TEXT EXCERPT:
Fig. 5. MYO6 bridges GSDME-NT and the endocytic adaptor AP2.

(A) Co-IP with an anti-HA antibody using lysates from Dox-treated GSDME-NT^Tet-On HONE1 undergoing Met deprivation with or without SPD treatment. (B) Schematic of MYO6 and its truncation mutant structure. (C) Co-IP with an anti-mCherry antibody using lysates from Dox-treated GSDME-NT^Tet-On HONE1 with transfection of MYO6 or its truncation mutants. (D) The tendency of the root mean square deviation (RMSD) plot for two indicated complexes. (E) The RMSF plot for MYO6 in two indicated complexes. (F and G) The simulation of the interaction and surface binding model between MYO6 and GSDME-NT in the absence (F) or presence (G) of SPD. (H) Co-IP with an anti-FLAG antibody using lysates from Dox-treated GSDME-NT^Tet-On HONE1 with transfection of FLAG-MYO6 and/or MYC-AP2M1 undergoing Met deprivation. (I) Co-IP with an anti-HA antibody using lysates from Dox-treated GSDME-NT^Tet-On HONE1 with transfection of MYC-AP2M1 and MYO6 knockdown. The results are representative of three independent experiments (A, C, H and I). Source data are provided as a Source Data file.

Fig. 6. High tumor SPD level and expression of MEPO signature predicts a poor prognosis.

(A) SPD level is evaluated by IHC staining in 220 NPC tumor tissues. Scale bar: 100μm. (B) Association between SPD level and death status in a cohort of 220 NPC samples (two-sided χ² test). (C) Kaplan–Meier analysis of overall survival based on the SPD level (log-rank test). (D) The correlation between MEPO signature expression and activated DC signature expression in head and neck squamous carcinoma (HNSC), lung adenocarcinoma (LUAD) and esophageal carcinoma (ESCA) (The correlation coefficient and two-tailed p value were calculated using Pearson’s correlation analysis). (E) The correlation between MEPO signature expression and effector T cell signature expression in HNSC, LUAD and ESCA (Pearson’s correlation analysis). (F) Kaplan–Meier analysis of overall survival based on the SPD level in HNSC, LUAD and ESCA (log-rank test). Source data are provided as a Source Data file.

SUPPLIED RECORDS:
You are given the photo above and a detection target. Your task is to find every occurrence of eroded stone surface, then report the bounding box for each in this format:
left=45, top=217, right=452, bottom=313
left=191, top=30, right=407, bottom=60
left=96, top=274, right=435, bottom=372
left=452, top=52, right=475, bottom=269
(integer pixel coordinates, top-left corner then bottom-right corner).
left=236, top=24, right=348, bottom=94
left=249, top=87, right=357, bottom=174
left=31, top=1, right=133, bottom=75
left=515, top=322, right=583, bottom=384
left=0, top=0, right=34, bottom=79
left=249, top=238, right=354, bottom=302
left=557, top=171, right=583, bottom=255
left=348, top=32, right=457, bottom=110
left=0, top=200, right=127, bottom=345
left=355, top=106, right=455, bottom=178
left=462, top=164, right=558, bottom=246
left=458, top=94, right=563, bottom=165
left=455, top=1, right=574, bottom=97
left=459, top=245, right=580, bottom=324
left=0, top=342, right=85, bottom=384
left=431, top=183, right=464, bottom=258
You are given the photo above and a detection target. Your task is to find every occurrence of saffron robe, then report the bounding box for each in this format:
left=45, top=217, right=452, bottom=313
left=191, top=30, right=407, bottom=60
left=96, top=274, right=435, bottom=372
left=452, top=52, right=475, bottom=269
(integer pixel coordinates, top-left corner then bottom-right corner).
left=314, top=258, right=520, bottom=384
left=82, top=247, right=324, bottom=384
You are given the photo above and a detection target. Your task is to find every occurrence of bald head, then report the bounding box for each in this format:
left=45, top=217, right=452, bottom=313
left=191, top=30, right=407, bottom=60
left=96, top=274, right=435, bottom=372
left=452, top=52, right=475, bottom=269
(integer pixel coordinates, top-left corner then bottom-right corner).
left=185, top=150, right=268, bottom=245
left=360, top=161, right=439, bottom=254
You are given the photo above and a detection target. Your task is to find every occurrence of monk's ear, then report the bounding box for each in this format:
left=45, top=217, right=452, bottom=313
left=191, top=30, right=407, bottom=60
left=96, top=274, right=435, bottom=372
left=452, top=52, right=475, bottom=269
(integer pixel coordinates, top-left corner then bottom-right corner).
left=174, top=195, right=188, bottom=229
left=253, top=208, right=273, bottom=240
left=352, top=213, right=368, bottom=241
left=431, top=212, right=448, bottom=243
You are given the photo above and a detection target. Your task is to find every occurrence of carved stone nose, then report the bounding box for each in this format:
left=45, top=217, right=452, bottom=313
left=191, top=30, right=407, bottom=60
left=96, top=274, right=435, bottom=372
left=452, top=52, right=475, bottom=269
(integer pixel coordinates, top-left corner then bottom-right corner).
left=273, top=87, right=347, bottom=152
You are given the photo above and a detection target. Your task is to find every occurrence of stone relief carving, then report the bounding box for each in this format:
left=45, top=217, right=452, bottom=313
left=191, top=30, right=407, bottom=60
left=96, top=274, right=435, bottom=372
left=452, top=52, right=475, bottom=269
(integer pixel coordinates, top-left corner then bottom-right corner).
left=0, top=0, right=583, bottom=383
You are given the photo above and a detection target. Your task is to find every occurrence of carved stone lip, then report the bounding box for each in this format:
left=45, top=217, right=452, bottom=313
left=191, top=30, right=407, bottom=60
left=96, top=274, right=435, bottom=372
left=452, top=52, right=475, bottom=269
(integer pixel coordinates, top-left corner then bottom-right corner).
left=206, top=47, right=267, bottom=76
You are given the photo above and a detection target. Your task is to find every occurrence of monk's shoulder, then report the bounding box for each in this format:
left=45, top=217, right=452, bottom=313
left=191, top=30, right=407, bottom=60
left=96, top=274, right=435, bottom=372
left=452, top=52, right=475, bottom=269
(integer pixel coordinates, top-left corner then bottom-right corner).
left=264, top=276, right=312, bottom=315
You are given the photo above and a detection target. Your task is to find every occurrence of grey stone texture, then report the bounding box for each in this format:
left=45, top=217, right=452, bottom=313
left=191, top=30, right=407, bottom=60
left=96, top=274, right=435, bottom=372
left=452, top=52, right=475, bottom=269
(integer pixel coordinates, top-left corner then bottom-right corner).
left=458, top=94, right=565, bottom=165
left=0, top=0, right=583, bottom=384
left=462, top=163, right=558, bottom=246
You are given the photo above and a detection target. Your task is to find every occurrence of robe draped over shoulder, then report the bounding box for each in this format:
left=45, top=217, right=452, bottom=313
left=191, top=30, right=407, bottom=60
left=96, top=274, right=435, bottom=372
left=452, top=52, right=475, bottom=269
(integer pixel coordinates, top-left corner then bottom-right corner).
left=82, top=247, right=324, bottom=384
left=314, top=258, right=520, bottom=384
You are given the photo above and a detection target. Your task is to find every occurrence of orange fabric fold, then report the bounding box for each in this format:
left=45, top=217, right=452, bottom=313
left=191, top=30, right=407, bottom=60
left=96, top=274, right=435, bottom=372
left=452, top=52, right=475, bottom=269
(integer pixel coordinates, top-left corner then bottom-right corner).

YOUR GOAL:
Copy the figure legends word for word, starting with "(A) SPD level" and going on through "test). Source data are provided as a Source Data file.". Rely only on the figure legends, not on the listing.

OUTPUT OF THE EXERCISE:
(A) SPD level is evaluated by IHC staining in 220 NPC tumor tissues. Scale bar: 100μm. (B) Association between SPD level and death status in a cohort of 220 NPC samples (two-sided χ² test). (C) Kaplan–Meier analysis of overall survival based on the SPD level (log-rank test). (D) The correlation between MEPO signature expression and activated DC signature expression in head and neck squamous carcinoma (HNSC), lung adenocarcinoma (LUAD) and esophageal carcinoma (ESCA) (The correlation coefficient and two-tailed p value were calculated using Pearson’s correlation analysis). (E) The correlation between MEPO signature expression and effector T cell signature expression in HNSC, LUAD and ESCA (Pearson’s correlation analysis). (F) Kaplan–Meier analysis of overall survival based on the SPD level in HNSC, LUAD and ESCA (log-rank test). Source data are provided as a Source Data file.